### OBJECTIVES
(1) Decide whether each of the following statements agrees with the Bridgeway Capital notice below, answering yes or no and quoting the deciding words of the notice: (a) the application was first filed on April 21, 2008; (b) hearing requests must reach the Commission by 5:30 p.m. on April 1, 2009; (c) the requested order would declare that Leonora Montgomery controls Bridgeway Capital.
(2) According to the Bridgeway Capital notice below, on what date was the application amended?
(3) Reproduce word for word the passage of the Bridgeway Capital notice below, starting at "Bridgeway Capital Management, Inc.;" and ending at "control Bridgeway Capital.".

### DOCUMENT SEGMENT
>> BEGIN
Bridgeway Capital Management, Inc.; Notice of Application

April 1, 2009.
Agency: Securities and Exchange Commission (``Commission'').

ACTION: Notice of an application for an order pursuant to section 
2(a)(9) of the Investment Company Act of 1940 (``Act'').

-----------------------------------------------------------------------

Summary of Application:  Bridgeway Capital Management, Inc. 
(``Bridgeway Capital'') requests an order declaring that Leonora R. 
Montgomery (``Leonora Montgomery'') does not control Bridgeway Capital.

Applicant:  Bridgeway Capital.

Filing Dates:  The application was filed on April 21, 2008 and amended 
on October 2, 2008. Applicant has agreed to file an amendment during 
the notice period, the substance of which is reflected in this notice.

Hearing or Notification of Hearing:  An order granting the application 
will be issued unless the Commission orders a hearing. Interested 
persons may request a hearing by writing to the Commission's Secretary 
and serving applicant with a copy of the request, personally or by 
mail. Hearing requests should be received by the Commission by 5:30 
p.m. on April 27, 2009, and should be accompanied by proof of service 
on applicant, in the form of an affidavit or, for lawyers, a 
certificate of service. Hearing requests should state the nature of the 
writer's interest, the reason for the request, and the issues 
contested. Persons who wish to be notified of a hearing may request 
notification by writing to the Commission's Secretary.
>> END
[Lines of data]
>> BEGIN
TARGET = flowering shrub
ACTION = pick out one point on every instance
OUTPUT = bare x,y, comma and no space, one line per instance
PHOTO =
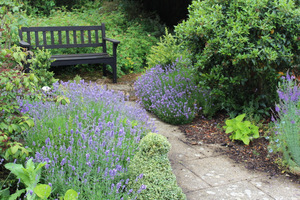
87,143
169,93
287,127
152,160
>> END
>> BEGIN
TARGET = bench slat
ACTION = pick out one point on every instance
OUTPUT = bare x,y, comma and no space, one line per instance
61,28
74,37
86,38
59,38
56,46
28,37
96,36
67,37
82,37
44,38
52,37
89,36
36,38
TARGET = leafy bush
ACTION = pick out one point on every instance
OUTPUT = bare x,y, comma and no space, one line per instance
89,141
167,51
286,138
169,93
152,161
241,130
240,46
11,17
>> END
### RESPONSES
(1)
(a) Yes: "The application was filed on April 21, 2008"
(b) No: "Hearing requests should be received by the Commission by 5:30 p.m. on April 27, 2009"
(c) No: "requests an order declaring that Leonora R. Montgomery (``Leonora Montgomery'') does not control Bridgeway Capital"

(2) October 2, 2008.

(3)
Bridgeway Capital Management, Inc.; Notice of Application

April 1, 2009.
Agency: Securities and Exchange Commission (``Commission'').

ACTION: Notice of an application for an order pursuant to section 
2(a)(9) of the Investment Company Act of 1940 (``Act'').

-----------------------------------------------------------------------

Summary of Application:  Bridgeway Capital Management, Inc. 
(``Bridgeway Capital'') requests an order declaring that Leonora R. 
Montgomery (``Leonora Montgomery'') does not control Bridgeway Capital.